Copy out the full mailing list post about the SPEC CPU 2006 release word for word.

*Selected extract*

........

[Beowulf] SPEC CPU 2006 released
Robert G. Brown
rgb at phy.duke.edu
Mon Sep 4 16:18:07 EDT 2006
On Mon, 4 Sep 2006, Joe Landman wrote:
> The most important benchmark is the one that uses the same code you use in
> the way you are going to use it.
True (and I generally agree with everything else Joe said as well except
that I think he meant a one-dimensional projection, or even two, of a
multidimensional function, not really zero).
> Anything else is an entropy generator.
Well, no, not really. They can reduce the entropy of the decision
space, they just don't live in the exact same projectional subspace as
the problem itself, so at most they yield (hopefully important)
components of the expected performance. How important those components
are depends in large part in how close the projections are. A monte
carlo benchmark CAN be a good predictor for other similar monte carlo
programs, not just the one that generated the benchmark. Code that is
bound by a given stream-like linear operation CAN be well-predicted by
stream. The more mixed the code, the more unlike all the component
benchmarks, the less useful.

........

Point annotation dataset records:
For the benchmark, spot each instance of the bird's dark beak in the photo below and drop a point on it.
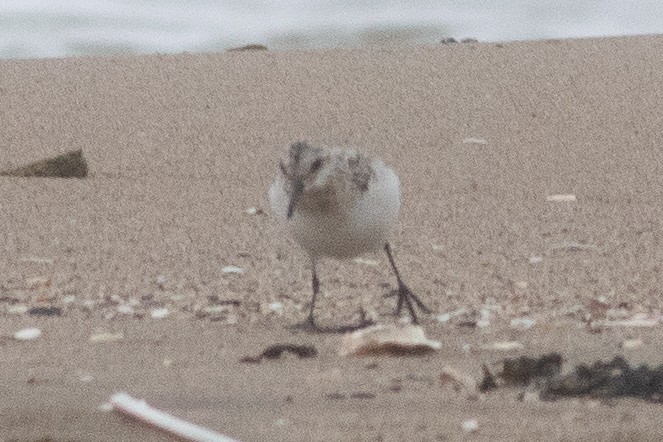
(296, 193)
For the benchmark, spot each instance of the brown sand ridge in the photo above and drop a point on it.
(178, 147)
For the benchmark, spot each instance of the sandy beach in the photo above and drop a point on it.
(143, 251)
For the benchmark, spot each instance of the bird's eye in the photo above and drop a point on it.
(316, 165)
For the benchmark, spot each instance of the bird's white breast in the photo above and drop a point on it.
(354, 227)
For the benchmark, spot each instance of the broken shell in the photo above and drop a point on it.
(394, 340)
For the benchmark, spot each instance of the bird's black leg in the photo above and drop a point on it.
(310, 324)
(405, 296)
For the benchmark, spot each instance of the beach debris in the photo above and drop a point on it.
(484, 318)
(600, 380)
(460, 382)
(561, 198)
(474, 141)
(503, 346)
(535, 259)
(141, 411)
(17, 309)
(635, 321)
(274, 308)
(37, 260)
(523, 323)
(232, 269)
(217, 313)
(125, 309)
(27, 334)
(630, 344)
(362, 395)
(470, 425)
(368, 262)
(159, 313)
(446, 317)
(85, 377)
(106, 337)
(249, 47)
(38, 282)
(392, 340)
(276, 351)
(67, 165)
(161, 281)
(254, 211)
(573, 246)
(45, 311)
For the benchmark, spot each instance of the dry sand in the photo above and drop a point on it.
(180, 146)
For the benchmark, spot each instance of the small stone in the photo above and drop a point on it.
(38, 260)
(503, 346)
(67, 165)
(17, 309)
(524, 323)
(159, 313)
(254, 211)
(45, 311)
(368, 262)
(460, 382)
(560, 198)
(161, 281)
(106, 337)
(27, 334)
(474, 141)
(275, 308)
(470, 425)
(446, 317)
(125, 309)
(630, 344)
(38, 282)
(232, 269)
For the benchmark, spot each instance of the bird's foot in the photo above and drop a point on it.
(409, 299)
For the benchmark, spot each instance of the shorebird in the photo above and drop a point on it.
(337, 203)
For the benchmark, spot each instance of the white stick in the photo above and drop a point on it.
(142, 411)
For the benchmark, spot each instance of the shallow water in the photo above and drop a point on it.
(43, 28)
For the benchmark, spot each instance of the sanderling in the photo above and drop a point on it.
(337, 203)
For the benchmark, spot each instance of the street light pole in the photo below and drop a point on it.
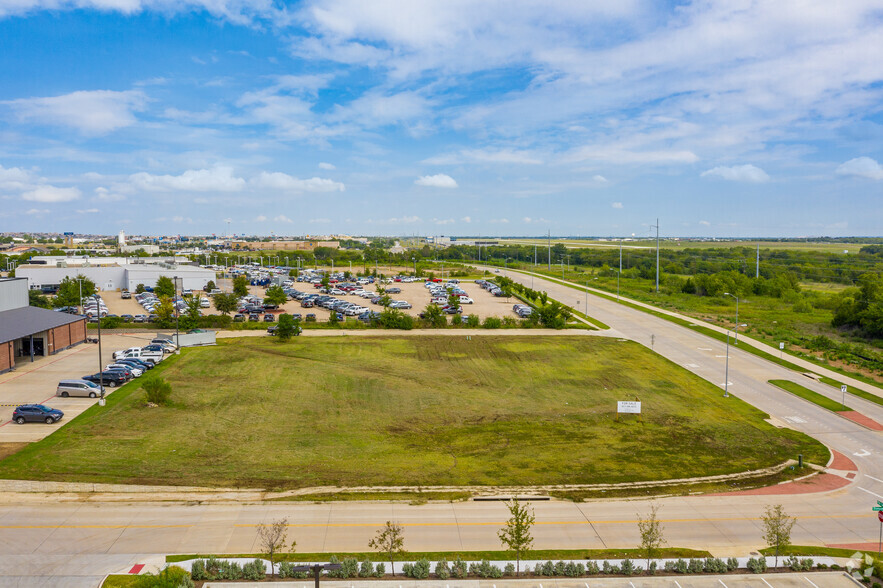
(736, 336)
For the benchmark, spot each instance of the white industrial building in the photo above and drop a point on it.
(110, 273)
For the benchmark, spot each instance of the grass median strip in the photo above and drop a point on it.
(807, 394)
(540, 554)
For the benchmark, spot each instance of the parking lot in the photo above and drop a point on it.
(35, 383)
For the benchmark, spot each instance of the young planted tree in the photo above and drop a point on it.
(225, 303)
(287, 328)
(164, 287)
(391, 541)
(240, 286)
(275, 295)
(516, 534)
(651, 533)
(272, 539)
(69, 291)
(777, 528)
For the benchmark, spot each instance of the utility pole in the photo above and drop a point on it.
(550, 250)
(657, 253)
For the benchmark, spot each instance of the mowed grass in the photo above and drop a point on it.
(414, 411)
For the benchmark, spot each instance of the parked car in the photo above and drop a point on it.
(110, 379)
(34, 413)
(77, 388)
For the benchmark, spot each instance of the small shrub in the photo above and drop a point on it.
(442, 570)
(158, 391)
(254, 571)
(197, 570)
(756, 565)
(458, 569)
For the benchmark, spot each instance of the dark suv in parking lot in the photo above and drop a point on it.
(35, 413)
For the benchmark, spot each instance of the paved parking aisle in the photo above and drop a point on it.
(35, 383)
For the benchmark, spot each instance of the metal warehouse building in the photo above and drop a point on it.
(27, 332)
(114, 275)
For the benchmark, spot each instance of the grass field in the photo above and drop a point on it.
(413, 411)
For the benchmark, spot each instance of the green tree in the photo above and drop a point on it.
(391, 541)
(651, 533)
(515, 536)
(777, 528)
(240, 286)
(287, 328)
(453, 301)
(190, 318)
(164, 287)
(273, 539)
(275, 295)
(434, 316)
(35, 298)
(165, 313)
(225, 303)
(69, 291)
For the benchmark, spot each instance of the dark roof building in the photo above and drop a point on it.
(27, 332)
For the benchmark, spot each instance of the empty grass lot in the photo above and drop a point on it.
(413, 411)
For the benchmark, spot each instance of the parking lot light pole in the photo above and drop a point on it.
(736, 336)
(727, 368)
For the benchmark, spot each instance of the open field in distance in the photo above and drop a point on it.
(253, 412)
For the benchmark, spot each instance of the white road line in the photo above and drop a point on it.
(869, 492)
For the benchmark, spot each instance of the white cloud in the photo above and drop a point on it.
(861, 166)
(105, 195)
(739, 173)
(48, 193)
(91, 112)
(437, 181)
(217, 179)
(15, 178)
(281, 181)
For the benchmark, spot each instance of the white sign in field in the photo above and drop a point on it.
(628, 407)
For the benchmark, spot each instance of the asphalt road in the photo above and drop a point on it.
(103, 538)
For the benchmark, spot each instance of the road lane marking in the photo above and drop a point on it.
(869, 492)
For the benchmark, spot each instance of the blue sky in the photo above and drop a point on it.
(442, 117)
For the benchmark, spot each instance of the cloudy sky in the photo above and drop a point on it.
(452, 117)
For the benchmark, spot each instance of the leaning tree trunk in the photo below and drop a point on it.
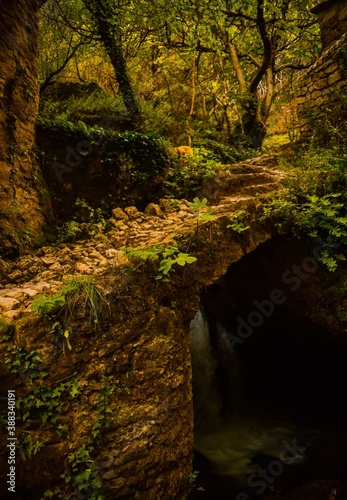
(110, 34)
(21, 186)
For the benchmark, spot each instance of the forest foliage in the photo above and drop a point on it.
(216, 75)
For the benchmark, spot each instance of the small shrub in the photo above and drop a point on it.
(66, 299)
(238, 222)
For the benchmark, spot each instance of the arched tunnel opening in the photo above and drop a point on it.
(269, 381)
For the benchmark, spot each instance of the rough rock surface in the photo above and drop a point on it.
(140, 346)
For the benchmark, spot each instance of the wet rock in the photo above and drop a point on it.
(132, 212)
(118, 214)
(8, 303)
(321, 490)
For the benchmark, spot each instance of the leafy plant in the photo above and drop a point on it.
(6, 330)
(66, 299)
(197, 205)
(238, 222)
(139, 255)
(63, 332)
(47, 401)
(192, 480)
(27, 446)
(25, 363)
(172, 256)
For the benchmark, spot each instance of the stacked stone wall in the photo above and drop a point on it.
(322, 89)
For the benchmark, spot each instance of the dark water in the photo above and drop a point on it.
(259, 408)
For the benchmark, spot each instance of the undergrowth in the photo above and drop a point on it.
(314, 201)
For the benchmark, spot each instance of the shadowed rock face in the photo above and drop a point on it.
(143, 345)
(21, 203)
(332, 17)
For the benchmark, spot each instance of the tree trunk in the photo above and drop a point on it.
(21, 186)
(110, 34)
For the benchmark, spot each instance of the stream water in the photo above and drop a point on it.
(250, 451)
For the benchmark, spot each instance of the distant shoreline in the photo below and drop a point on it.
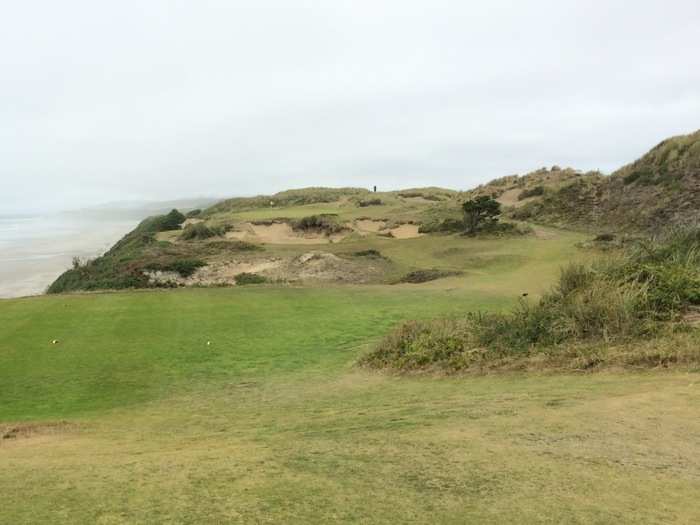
(35, 249)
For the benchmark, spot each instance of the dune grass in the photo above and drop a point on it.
(133, 418)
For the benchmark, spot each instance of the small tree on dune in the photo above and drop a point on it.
(479, 212)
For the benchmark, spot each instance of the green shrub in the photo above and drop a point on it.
(319, 223)
(532, 192)
(200, 232)
(604, 237)
(184, 267)
(250, 278)
(171, 221)
(369, 202)
(424, 276)
(615, 301)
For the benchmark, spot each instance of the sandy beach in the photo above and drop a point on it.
(35, 250)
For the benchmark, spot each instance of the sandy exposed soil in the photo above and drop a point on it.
(367, 226)
(315, 266)
(192, 220)
(279, 233)
(510, 198)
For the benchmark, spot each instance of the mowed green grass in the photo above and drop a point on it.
(273, 423)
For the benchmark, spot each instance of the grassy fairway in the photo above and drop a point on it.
(273, 423)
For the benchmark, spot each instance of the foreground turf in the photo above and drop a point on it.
(133, 418)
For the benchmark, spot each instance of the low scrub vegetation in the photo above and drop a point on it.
(369, 202)
(531, 192)
(424, 276)
(327, 224)
(299, 197)
(614, 303)
(201, 231)
(250, 278)
(170, 221)
(183, 267)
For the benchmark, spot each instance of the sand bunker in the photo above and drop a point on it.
(191, 221)
(327, 267)
(510, 198)
(367, 226)
(313, 266)
(215, 273)
(280, 233)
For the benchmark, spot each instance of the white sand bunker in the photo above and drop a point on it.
(280, 233)
(367, 226)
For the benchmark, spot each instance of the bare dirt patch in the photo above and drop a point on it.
(280, 233)
(221, 273)
(191, 221)
(510, 198)
(328, 267)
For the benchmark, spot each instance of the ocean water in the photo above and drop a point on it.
(36, 249)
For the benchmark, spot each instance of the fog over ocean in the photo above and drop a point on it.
(36, 249)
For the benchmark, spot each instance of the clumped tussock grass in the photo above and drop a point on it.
(424, 276)
(327, 224)
(200, 232)
(617, 303)
(250, 278)
(183, 267)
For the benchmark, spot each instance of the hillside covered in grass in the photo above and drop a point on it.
(312, 235)
(636, 308)
(307, 236)
(659, 190)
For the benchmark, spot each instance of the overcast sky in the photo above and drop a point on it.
(116, 100)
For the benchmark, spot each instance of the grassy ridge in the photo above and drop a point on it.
(133, 418)
(628, 299)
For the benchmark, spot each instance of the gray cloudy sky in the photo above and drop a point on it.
(104, 101)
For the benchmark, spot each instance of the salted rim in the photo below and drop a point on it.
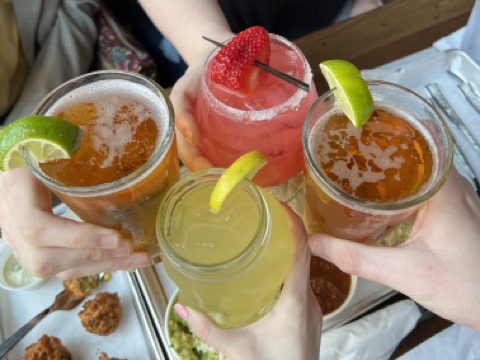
(265, 114)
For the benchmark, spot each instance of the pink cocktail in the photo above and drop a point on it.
(268, 117)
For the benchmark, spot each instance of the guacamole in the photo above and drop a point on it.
(186, 345)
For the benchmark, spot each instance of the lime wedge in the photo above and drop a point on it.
(245, 167)
(351, 92)
(46, 138)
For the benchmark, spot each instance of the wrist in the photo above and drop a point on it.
(202, 47)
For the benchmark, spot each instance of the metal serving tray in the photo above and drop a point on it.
(152, 289)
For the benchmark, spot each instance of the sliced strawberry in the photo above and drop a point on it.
(234, 66)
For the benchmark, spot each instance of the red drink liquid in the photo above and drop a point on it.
(269, 118)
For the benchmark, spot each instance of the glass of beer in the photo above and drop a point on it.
(230, 265)
(365, 184)
(126, 159)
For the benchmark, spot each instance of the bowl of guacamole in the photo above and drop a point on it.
(183, 344)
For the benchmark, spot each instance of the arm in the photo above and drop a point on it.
(439, 266)
(184, 22)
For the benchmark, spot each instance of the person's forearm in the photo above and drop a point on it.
(184, 22)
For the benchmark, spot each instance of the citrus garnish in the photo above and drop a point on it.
(351, 92)
(45, 137)
(245, 167)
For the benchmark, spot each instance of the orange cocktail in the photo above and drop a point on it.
(364, 182)
(126, 158)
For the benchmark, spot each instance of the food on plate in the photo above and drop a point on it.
(104, 356)
(330, 285)
(186, 345)
(47, 348)
(81, 287)
(15, 274)
(102, 314)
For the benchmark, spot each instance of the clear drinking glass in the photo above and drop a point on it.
(230, 265)
(118, 112)
(331, 209)
(268, 118)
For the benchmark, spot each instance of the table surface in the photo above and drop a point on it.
(397, 29)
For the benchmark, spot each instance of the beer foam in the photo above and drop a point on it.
(347, 169)
(109, 96)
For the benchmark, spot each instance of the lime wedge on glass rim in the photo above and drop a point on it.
(45, 137)
(351, 92)
(245, 167)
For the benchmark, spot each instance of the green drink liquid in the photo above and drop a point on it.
(236, 261)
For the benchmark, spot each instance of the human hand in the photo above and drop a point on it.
(291, 330)
(438, 267)
(183, 97)
(50, 245)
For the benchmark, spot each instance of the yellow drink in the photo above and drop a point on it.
(230, 265)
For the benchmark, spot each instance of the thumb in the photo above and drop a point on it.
(202, 327)
(386, 265)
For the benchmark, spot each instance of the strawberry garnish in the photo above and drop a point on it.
(234, 67)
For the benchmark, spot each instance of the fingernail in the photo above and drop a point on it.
(139, 260)
(181, 311)
(108, 241)
(123, 250)
(189, 136)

........

*Reply*
[Beowulf] SPEC CPU 2006 released
Robert G. Brown
rgb at phy.duke.edu
Mon Sep 4 16:18:07 EDT 2006
On Mon, 4 Sep 2006, Joe Landman wrote:
> The most important benchmark is the one that uses the same code you use in
> the way you are going to use it.
True (and I generally agree with everything else Joe said as well except
that I think he meant a one-dimensional projection, or even two, of a
multidimensional function, not really zero).
> Anything else is an entropy generator.
Well, no, not really. They can reduce the entropy of the decision
space, they just don't live in the exact same projectional subspace as
the problem itself, so at most they yield (hopefully important)
components of the expected performance. How important those components
are depends in large part in how close the projections are. A monte
carlo benchmark CAN be a good predictor for other similar monte carlo
programs, not just the one that generated the benchmark. Code that is
bound by a given stream-like linear operation CAN be well-predicted by
stream. The more mixed the code, the more unlike all the component
benchmarks, the less useful.